Stated problem: Copy the data from the line with "Give the segmentation of every instance of the **man's eye**." up to and including the line with "M 134 85 L 133", keeping every character unchanged.

Supplied data:

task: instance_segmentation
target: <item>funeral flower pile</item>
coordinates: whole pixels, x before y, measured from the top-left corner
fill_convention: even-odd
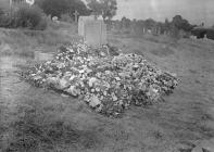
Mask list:
[[[118,116],[131,104],[152,104],[172,93],[178,83],[141,55],[117,53],[109,46],[95,50],[84,43],[61,47],[52,61],[30,67],[23,76],[38,87],[83,97],[108,116]]]

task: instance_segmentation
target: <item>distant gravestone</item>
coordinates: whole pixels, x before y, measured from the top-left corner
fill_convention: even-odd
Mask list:
[[[100,47],[106,43],[106,25],[103,21],[95,20],[95,16],[79,17],[78,34],[89,46]]]
[[[85,23],[87,21],[95,21],[95,16],[79,16],[78,18],[78,35],[84,37]]]

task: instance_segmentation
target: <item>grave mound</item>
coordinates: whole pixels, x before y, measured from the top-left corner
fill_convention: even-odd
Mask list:
[[[118,117],[131,104],[153,104],[173,92],[175,75],[163,72],[141,55],[124,54],[103,46],[92,49],[72,43],[53,60],[37,64],[23,77],[30,84],[84,100],[92,110]]]

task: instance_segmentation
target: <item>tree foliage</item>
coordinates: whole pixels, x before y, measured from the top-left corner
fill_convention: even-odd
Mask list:
[[[111,20],[114,15],[116,15],[116,0],[87,0],[87,2],[95,15],[101,15],[103,20]]]
[[[192,25],[180,15],[176,15],[173,17],[172,25],[178,28],[179,30],[182,29],[185,31],[190,31],[192,29]]]
[[[62,14],[71,14],[78,11],[80,15],[89,14],[89,10],[81,0],[37,0],[36,3],[47,15],[60,17]]]

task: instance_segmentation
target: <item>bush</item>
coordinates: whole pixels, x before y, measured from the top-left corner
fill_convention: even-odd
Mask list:
[[[11,18],[9,15],[2,14],[0,15],[0,27],[10,27]]]
[[[70,14],[62,14],[60,17],[61,21],[63,22],[68,22],[68,23],[73,23],[73,18],[70,16]]]
[[[47,27],[42,10],[36,5],[29,7],[27,4],[21,5],[16,11],[15,25],[17,27],[40,30]]]

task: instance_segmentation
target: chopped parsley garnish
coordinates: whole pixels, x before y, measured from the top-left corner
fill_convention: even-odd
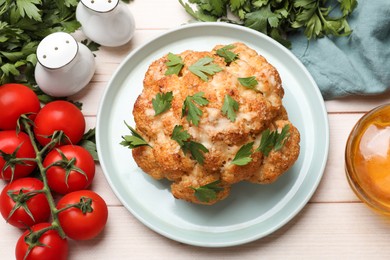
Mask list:
[[[181,69],[184,66],[184,63],[183,59],[180,56],[170,52],[168,53],[168,61],[165,63],[165,65],[167,65],[168,67],[167,71],[165,72],[165,75],[179,75]]]
[[[191,135],[183,129],[183,126],[176,125],[172,131],[171,139],[175,140],[183,150],[184,154],[191,153],[191,156],[201,165],[204,163],[204,153],[209,150],[201,143],[190,140]]]
[[[145,141],[145,139],[139,133],[137,133],[137,131],[134,130],[134,128],[129,126],[126,123],[126,121],[125,121],[125,125],[131,131],[131,135],[122,136],[123,141],[120,143],[121,145],[125,147],[129,147],[130,149],[134,149],[140,146],[152,147]]]
[[[226,63],[231,63],[238,59],[238,54],[230,51],[234,49],[236,46],[229,44],[217,50],[217,55],[224,58]]]
[[[255,89],[255,87],[259,84],[255,76],[247,77],[247,78],[238,78],[238,82],[240,82],[242,86],[249,89]]]
[[[209,101],[204,97],[204,92],[198,92],[193,96],[187,96],[184,100],[181,116],[184,117],[186,115],[188,122],[192,122],[194,125],[198,126],[203,112],[196,104],[198,106],[205,106],[208,103]]]
[[[218,64],[213,63],[213,60],[211,57],[204,57],[189,66],[188,69],[203,81],[208,81],[207,75],[214,75],[223,70]]]
[[[290,136],[289,129],[290,125],[285,125],[280,133],[278,133],[277,130],[264,130],[261,134],[259,147],[252,152],[253,142],[243,145],[240,150],[238,150],[231,163],[239,166],[247,165],[252,161],[251,156],[255,152],[262,152],[264,156],[268,156],[271,150],[278,151],[282,149],[287,138]]]
[[[173,99],[172,91],[167,93],[157,93],[156,98],[152,99],[152,105],[155,116],[167,111],[171,108]]]
[[[236,112],[238,111],[238,102],[230,95],[226,94],[222,105],[222,114],[226,115],[230,121],[236,121]]]
[[[208,203],[211,200],[215,200],[218,193],[223,191],[223,188],[219,186],[220,183],[220,180],[216,180],[198,188],[191,188],[195,191],[194,195],[199,201]]]

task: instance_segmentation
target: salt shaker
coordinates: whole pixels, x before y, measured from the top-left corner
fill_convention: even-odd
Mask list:
[[[37,48],[35,80],[43,92],[54,97],[76,94],[95,73],[95,57],[72,35],[55,32]]]
[[[134,35],[134,17],[119,0],[81,0],[76,18],[85,36],[103,46],[124,45]]]

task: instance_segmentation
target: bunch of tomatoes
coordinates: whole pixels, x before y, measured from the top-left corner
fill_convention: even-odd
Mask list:
[[[68,240],[87,240],[104,228],[105,201],[88,190],[94,175],[91,153],[78,145],[85,118],[73,103],[41,106],[21,84],[0,86],[0,212],[25,229],[16,259],[66,259]]]

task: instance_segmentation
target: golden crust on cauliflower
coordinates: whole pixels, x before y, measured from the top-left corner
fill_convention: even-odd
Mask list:
[[[232,62],[217,54],[223,45],[210,52],[184,51],[180,56],[183,68],[178,74],[165,75],[168,55],[154,61],[144,78],[144,89],[138,97],[133,115],[136,131],[150,146],[133,149],[133,157],[144,172],[153,178],[172,181],[175,198],[186,201],[213,204],[229,195],[232,184],[240,181],[271,183],[286,172],[299,155],[300,135],[288,120],[282,105],[284,91],[278,71],[256,51],[243,43],[232,44],[231,52],[238,58]],[[220,71],[201,79],[190,66],[202,58],[212,58]],[[238,78],[254,77],[257,84],[248,88]],[[171,106],[155,115],[152,100],[157,94],[172,92]],[[208,101],[198,106],[201,110],[196,125],[186,118],[183,104],[187,97],[203,93]],[[222,112],[226,96],[238,103],[235,120]],[[288,135],[280,149],[268,154],[256,150],[265,130],[280,133],[288,125]],[[190,135],[190,140],[203,145],[203,161],[196,160],[172,138],[176,126]],[[250,162],[233,164],[237,152],[245,144],[253,142]],[[214,197],[199,199],[199,188],[210,183],[218,184]]]

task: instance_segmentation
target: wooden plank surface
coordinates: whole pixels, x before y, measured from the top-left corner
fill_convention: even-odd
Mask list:
[[[88,128],[94,127],[100,99],[119,64],[134,49],[167,29],[191,20],[177,0],[135,0],[129,4],[137,30],[119,48],[96,53],[97,70],[82,92]],[[82,38],[78,33],[76,37]],[[141,224],[116,198],[102,169],[92,189],[109,205],[105,231],[91,241],[70,241],[70,259],[389,259],[390,223],[363,205],[348,186],[344,149],[348,134],[364,112],[390,101],[387,94],[326,102],[330,124],[329,158],[323,179],[304,209],[271,235],[230,248],[199,248],[167,239]],[[5,182],[0,182],[0,188]],[[13,259],[21,231],[0,220],[0,259]]]

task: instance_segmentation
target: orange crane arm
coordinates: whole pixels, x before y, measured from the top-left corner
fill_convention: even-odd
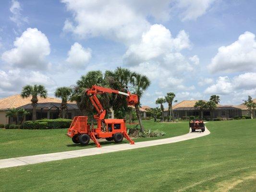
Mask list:
[[[110,88],[106,88],[98,85],[93,85],[91,89],[88,89],[86,91],[86,93],[89,96],[90,100],[98,112],[97,115],[94,115],[95,119],[103,120],[106,115],[106,110],[105,110],[102,107],[101,104],[97,96],[97,95],[102,94],[104,93],[123,95],[127,96],[126,100],[129,105],[134,106],[138,103],[138,96],[135,94],[131,94],[129,92],[128,93],[124,93],[112,89]]]

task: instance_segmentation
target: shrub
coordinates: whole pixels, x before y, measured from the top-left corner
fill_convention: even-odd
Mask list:
[[[9,125],[9,129],[15,129],[15,125],[13,125],[13,124],[12,124],[10,125]]]
[[[40,123],[40,122],[38,121],[35,121],[34,122],[34,123],[33,124],[33,129],[39,129],[39,124]]]
[[[248,119],[251,119],[251,117],[249,116],[249,115],[243,115],[242,116],[242,118],[243,117],[244,117],[245,119],[246,119],[246,120],[248,120]],[[243,120],[244,120],[244,119],[243,119]]]
[[[158,130],[152,131],[150,129],[146,130],[145,132],[140,131],[140,129],[136,125],[134,127],[127,130],[127,133],[133,137],[161,137],[166,134],[165,132]]]
[[[40,122],[39,127],[40,129],[46,129],[48,128],[48,123],[47,122]]]

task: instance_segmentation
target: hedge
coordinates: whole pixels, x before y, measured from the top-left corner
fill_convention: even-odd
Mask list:
[[[67,129],[70,126],[72,122],[72,120],[66,119],[45,119],[35,121],[28,120],[23,124],[23,129]]]

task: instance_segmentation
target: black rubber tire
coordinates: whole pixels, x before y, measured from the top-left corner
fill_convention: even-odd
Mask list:
[[[82,134],[79,136],[79,143],[83,145],[87,144],[90,141],[90,137],[87,134]]]
[[[113,137],[107,137],[106,138],[106,140],[107,141],[113,141]]]
[[[79,138],[78,138],[78,135],[75,135],[72,137],[72,141],[74,144],[78,144],[79,142]]]
[[[116,143],[122,142],[123,139],[122,134],[121,134],[120,132],[115,134],[113,137],[114,138],[114,141],[115,141],[115,142]]]

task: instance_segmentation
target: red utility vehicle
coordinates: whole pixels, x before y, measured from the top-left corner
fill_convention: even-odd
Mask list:
[[[89,96],[98,113],[94,115],[97,121],[97,127],[93,125],[90,126],[87,123],[88,117],[75,117],[70,125],[67,135],[72,138],[75,144],[80,143],[87,144],[91,139],[97,147],[100,147],[100,144],[97,139],[105,138],[107,141],[114,140],[116,143],[120,143],[125,137],[130,144],[134,144],[134,142],[129,137],[126,132],[125,122],[123,119],[104,119],[106,115],[105,110],[97,95],[104,93],[121,94],[127,96],[126,100],[129,105],[135,105],[138,103],[138,96],[128,93],[122,92],[109,88],[93,85],[91,89],[86,91],[86,94]]]
[[[202,120],[194,120],[189,121],[189,127],[191,132],[195,132],[196,129],[200,129],[202,132],[205,130],[205,124]]]

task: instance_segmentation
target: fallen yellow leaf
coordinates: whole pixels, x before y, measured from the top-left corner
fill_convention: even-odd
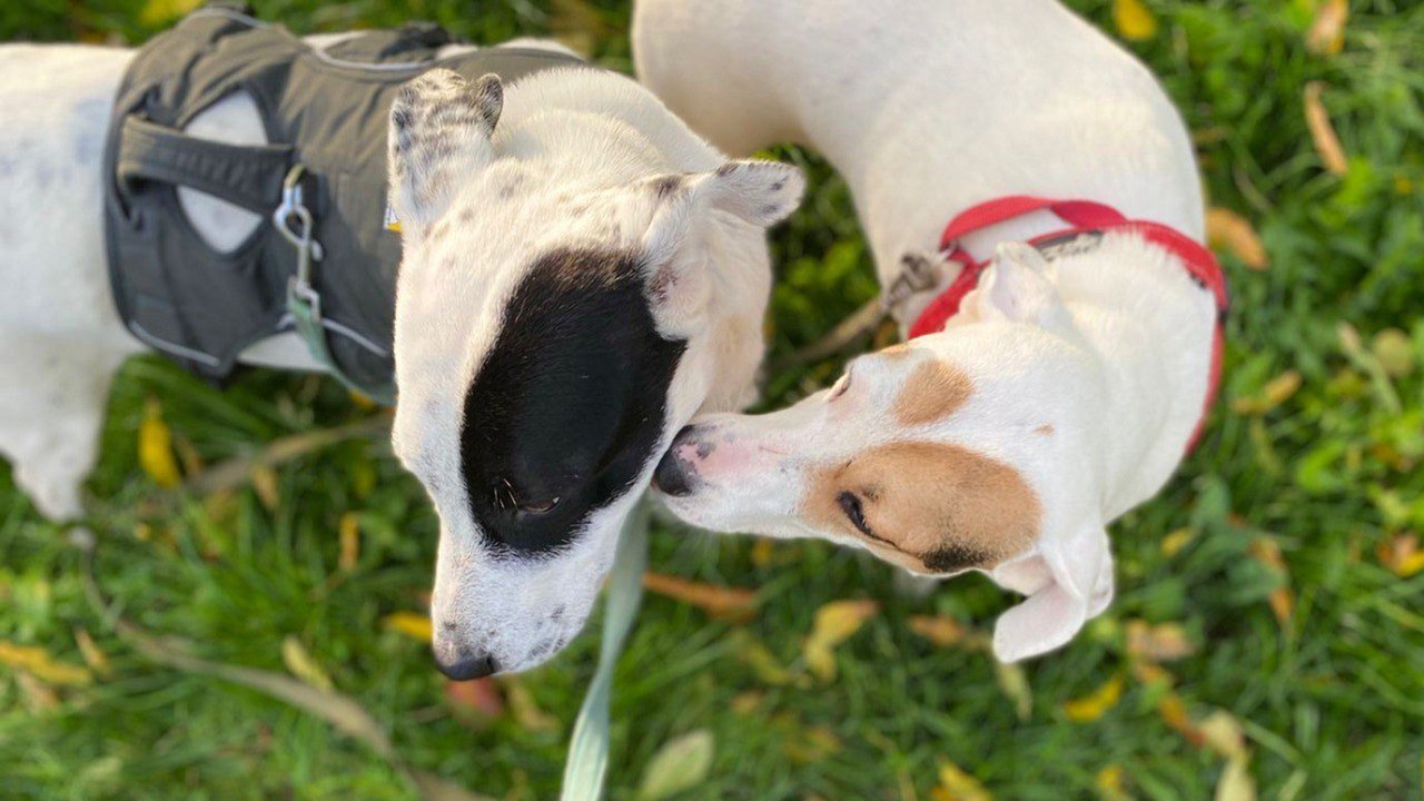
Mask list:
[[[342,515],[342,522],[336,526],[342,542],[342,554],[336,564],[350,573],[360,562],[360,517],[355,512]]]
[[[1310,141],[1316,145],[1320,162],[1331,174],[1344,175],[1350,171],[1350,161],[1344,155],[1344,147],[1340,145],[1334,125],[1330,124],[1330,113],[1320,101],[1323,91],[1324,84],[1320,81],[1306,84],[1306,127],[1310,128]]]
[[[290,634],[282,640],[282,664],[286,666],[286,670],[292,676],[318,690],[330,691],[333,688],[332,678],[326,676],[322,666],[316,664],[316,660],[308,653],[306,646]]]
[[[958,620],[930,614],[910,616],[910,630],[941,648],[963,641],[967,633]]]
[[[1125,775],[1126,774],[1124,772],[1122,765],[1106,765],[1099,770],[1096,778],[1094,778],[1094,787],[1098,788],[1098,797],[1102,798],[1102,801],[1128,801],[1132,798],[1124,787]]]
[[[1064,715],[1074,723],[1091,723],[1102,717],[1122,698],[1122,674],[1116,674],[1082,698],[1064,701]]]
[[[1196,730],[1202,733],[1202,741],[1212,751],[1232,760],[1246,757],[1246,733],[1226,710],[1212,711],[1196,724]]]
[[[0,664],[30,673],[46,684],[84,687],[94,681],[87,668],[56,661],[48,651],[36,646],[17,646],[0,640]]]
[[[1145,620],[1128,621],[1128,653],[1151,661],[1172,661],[1192,656],[1196,647],[1179,623],[1152,626]]]
[[[836,678],[833,650],[859,631],[877,611],[880,604],[871,600],[830,601],[817,609],[816,623],[806,637],[806,667],[822,681]]]
[[[172,489],[182,482],[174,459],[172,432],[164,422],[162,405],[154,398],[144,403],[144,420],[138,423],[138,466],[161,487]]]
[[[1249,761],[1232,758],[1216,782],[1215,801],[1256,801],[1256,781],[1250,775]]]
[[[1266,269],[1270,257],[1252,224],[1229,208],[1206,210],[1206,241],[1216,249],[1226,249],[1250,269]]]
[[[1350,19],[1349,0],[1324,0],[1306,31],[1306,50],[1334,56],[1344,48],[1344,23]]]
[[[387,630],[404,634],[412,640],[429,643],[434,637],[434,627],[430,624],[429,614],[419,611],[393,611],[380,621]]]
[[[1122,38],[1129,41],[1146,41],[1156,36],[1156,17],[1142,0],[1114,0],[1112,21]]]
[[[648,591],[701,609],[713,620],[746,623],[756,613],[756,593],[742,587],[722,587],[688,582],[662,573],[644,573]]]
[[[940,763],[940,784],[931,791],[936,801],[994,801],[988,790],[954,763]]]

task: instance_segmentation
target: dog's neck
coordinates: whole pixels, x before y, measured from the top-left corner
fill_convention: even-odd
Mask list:
[[[1095,200],[1200,238],[1176,110],[1141,64],[1057,3],[906,3],[896,36],[881,34],[883,4],[826,19],[802,10],[773,1],[699,20],[689,9],[679,24],[718,33],[678,37],[696,50],[681,53],[688,67],[666,66],[679,54],[656,41],[639,46],[662,64],[654,88],[718,144],[792,140],[823,153],[850,184],[881,282],[904,254],[933,251],[956,214],[1008,194]],[[736,30],[722,30],[729,20]],[[682,86],[696,107],[676,103]]]

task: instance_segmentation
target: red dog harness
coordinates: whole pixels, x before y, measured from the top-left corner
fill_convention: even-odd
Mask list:
[[[960,239],[974,231],[981,231],[990,225],[998,225],[1000,222],[1007,222],[1035,211],[1051,211],[1069,225],[1061,231],[1030,239],[1028,244],[1035,248],[1047,251],[1061,244],[1075,242],[1082,237],[1101,239],[1104,234],[1112,231],[1138,234],[1143,239],[1166,248],[1168,252],[1180,258],[1192,281],[1208,289],[1215,298],[1218,316],[1216,328],[1212,334],[1212,366],[1206,379],[1206,403],[1202,409],[1202,420],[1196,423],[1196,430],[1192,432],[1192,438],[1186,443],[1186,449],[1190,450],[1196,445],[1196,438],[1202,433],[1202,425],[1206,423],[1206,413],[1210,410],[1212,402],[1216,400],[1216,388],[1222,376],[1222,321],[1226,316],[1230,298],[1226,292],[1226,275],[1222,272],[1222,267],[1218,264],[1216,257],[1212,255],[1212,251],[1175,228],[1169,228],[1161,222],[1128,219],[1122,212],[1109,205],[1082,200],[1055,201],[1012,195],[975,205],[951,219],[940,237],[940,252],[947,254],[947,258],[951,261],[960,262],[963,269],[958,278],[920,312],[914,325],[910,326],[910,338],[914,339],[916,336],[943,331],[950,318],[958,314],[964,296],[978,286],[980,275],[991,264],[991,259],[977,261],[960,245]]]

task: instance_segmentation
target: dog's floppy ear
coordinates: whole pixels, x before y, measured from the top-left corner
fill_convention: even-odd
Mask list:
[[[728,161],[711,172],[659,175],[648,181],[654,211],[642,237],[648,294],[659,319],[674,328],[698,318],[709,289],[708,254],[691,247],[709,212],[758,227],[780,222],[800,204],[806,180],[778,161]]]
[[[1028,599],[998,617],[994,656],[1018,661],[1061,647],[1112,600],[1112,553],[1101,524],[1078,529],[994,570],[995,580]]]
[[[1037,248],[1004,242],[967,304],[978,319],[1010,319],[1044,328],[1061,325],[1068,312],[1047,271],[1048,262]]]
[[[498,76],[464,80],[429,70],[400,87],[386,135],[390,205],[406,235],[429,227],[473,171],[494,160],[490,135],[504,108]]]

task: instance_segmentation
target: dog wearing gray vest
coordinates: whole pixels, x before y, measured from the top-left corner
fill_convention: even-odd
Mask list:
[[[101,162],[132,57],[0,47],[0,453],[56,520],[81,516],[110,382],[145,351],[104,244]],[[184,133],[266,141],[241,93]],[[803,182],[729,161],[637,83],[581,67],[510,86],[430,70],[394,100],[387,144],[393,448],[439,510],[436,661],[456,678],[528,668],[582,627],[672,436],[753,396],[763,231]],[[216,251],[266,224],[175,197]],[[290,332],[239,361],[320,369]]]
[[[832,161],[913,336],[789,409],[698,419],[656,472],[668,507],[981,572],[1027,596],[1000,658],[1065,644],[1112,599],[1108,523],[1176,469],[1220,365],[1162,87],[1055,0],[638,0],[634,53],[721,147]]]

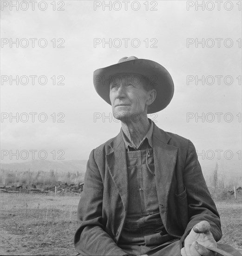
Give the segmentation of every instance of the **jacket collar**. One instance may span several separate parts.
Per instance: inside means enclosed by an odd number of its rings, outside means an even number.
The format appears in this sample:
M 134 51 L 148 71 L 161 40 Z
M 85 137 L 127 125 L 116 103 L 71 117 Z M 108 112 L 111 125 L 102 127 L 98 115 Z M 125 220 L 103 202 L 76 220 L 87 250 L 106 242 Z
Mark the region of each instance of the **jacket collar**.
M 151 122 L 153 122 L 154 126 L 152 135 L 153 144 L 154 144 L 154 141 L 156 140 L 158 140 L 165 144 L 167 144 L 170 139 L 170 136 L 164 131 L 158 128 L 153 121 L 151 121 Z M 120 150 L 120 147 L 121 148 L 121 149 L 125 149 L 125 143 L 123 139 L 121 129 L 119 133 L 110 142 L 109 146 L 111 148 L 110 151 L 109 151 L 110 153 L 115 150 Z M 123 148 L 123 147 L 124 148 Z

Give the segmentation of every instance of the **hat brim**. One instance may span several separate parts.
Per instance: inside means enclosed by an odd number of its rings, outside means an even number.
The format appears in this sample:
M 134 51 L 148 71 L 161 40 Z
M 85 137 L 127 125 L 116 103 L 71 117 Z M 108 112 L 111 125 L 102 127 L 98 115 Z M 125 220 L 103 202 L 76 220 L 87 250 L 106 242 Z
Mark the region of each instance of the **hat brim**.
M 148 106 L 147 114 L 157 112 L 168 105 L 174 90 L 171 76 L 163 66 L 149 60 L 131 60 L 97 69 L 93 73 L 93 84 L 97 92 L 111 105 L 109 92 L 112 79 L 117 74 L 129 73 L 140 74 L 148 78 L 157 91 L 156 99 Z

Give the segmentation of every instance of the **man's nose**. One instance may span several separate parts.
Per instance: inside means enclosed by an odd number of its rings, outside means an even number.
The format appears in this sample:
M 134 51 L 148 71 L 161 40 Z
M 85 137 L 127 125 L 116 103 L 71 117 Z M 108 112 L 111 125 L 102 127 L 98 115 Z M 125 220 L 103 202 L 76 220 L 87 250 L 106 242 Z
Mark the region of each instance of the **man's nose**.
M 120 85 L 117 92 L 116 98 L 118 99 L 120 98 L 124 98 L 124 97 L 125 97 L 125 94 L 124 91 L 125 89 L 124 86 L 123 86 L 122 85 Z

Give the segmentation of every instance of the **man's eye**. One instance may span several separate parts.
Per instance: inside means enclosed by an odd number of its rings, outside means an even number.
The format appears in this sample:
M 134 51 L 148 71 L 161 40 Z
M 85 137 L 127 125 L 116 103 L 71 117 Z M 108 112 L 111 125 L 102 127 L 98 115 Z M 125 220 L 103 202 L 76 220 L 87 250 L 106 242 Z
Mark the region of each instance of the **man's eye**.
M 117 85 L 116 85 L 116 84 L 112 84 L 111 85 L 111 89 L 112 90 L 117 88 L 117 87 L 117 87 Z
M 134 85 L 133 85 L 133 84 L 130 84 L 130 83 L 129 83 L 129 84 L 128 84 L 127 85 L 127 86 L 128 87 L 134 87 Z

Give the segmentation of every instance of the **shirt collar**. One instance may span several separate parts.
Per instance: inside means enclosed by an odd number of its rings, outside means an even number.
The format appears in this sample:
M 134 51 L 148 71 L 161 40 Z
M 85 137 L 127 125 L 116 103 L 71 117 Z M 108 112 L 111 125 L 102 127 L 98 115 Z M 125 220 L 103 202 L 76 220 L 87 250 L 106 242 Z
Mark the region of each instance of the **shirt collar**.
M 153 122 L 150 119 L 148 119 L 148 120 L 150 124 L 150 128 L 149 128 L 149 130 L 147 132 L 147 133 L 146 134 L 146 135 L 144 137 L 144 139 L 142 140 L 142 141 L 140 142 L 140 144 L 139 145 L 137 148 L 138 148 L 139 147 L 140 147 L 140 145 L 142 144 L 142 143 L 144 142 L 145 139 L 147 139 L 148 140 L 150 146 L 151 148 L 153 148 L 153 141 L 152 139 L 152 137 L 153 135 L 153 129 L 154 128 L 154 124 L 153 123 Z M 123 129 L 122 129 L 122 128 L 121 128 L 121 133 L 122 133 L 122 136 L 123 136 L 123 139 L 124 140 L 124 141 L 126 149 L 128 150 L 129 146 L 130 146 L 131 148 L 136 148 L 135 146 L 134 145 L 133 145 L 131 143 L 131 142 L 130 141 L 129 139 L 128 139 L 126 135 L 124 134 L 124 133 L 123 131 Z

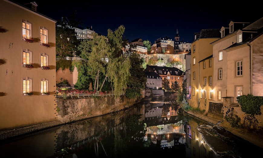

Written answer:
Give the segmentation of every instance of the **man's eye**. One instance may span several separate parts.
Per instance: inside means enclosed by an odd number of its rings, outside means an even number.
The format appears in this sample:
M 134 51 L 148 71 L 161 40 Z
M 85 137 L 127 125 L 116 103 L 71 117 Z M 108 112 L 111 125 L 102 127 L 98 115 Z M 125 220 L 103 202 L 76 220 L 87 250 L 106 242 Z
Mark the region of each instance of the **man's eye**.
M 117 85 L 116 85 L 116 84 L 112 84 L 111 85 L 111 89 L 112 90 L 117 88 L 117 87 L 117 87 Z
M 134 85 L 133 85 L 133 84 L 130 84 L 130 83 L 129 83 L 129 84 L 128 84 L 127 85 L 127 86 L 128 87 L 134 87 Z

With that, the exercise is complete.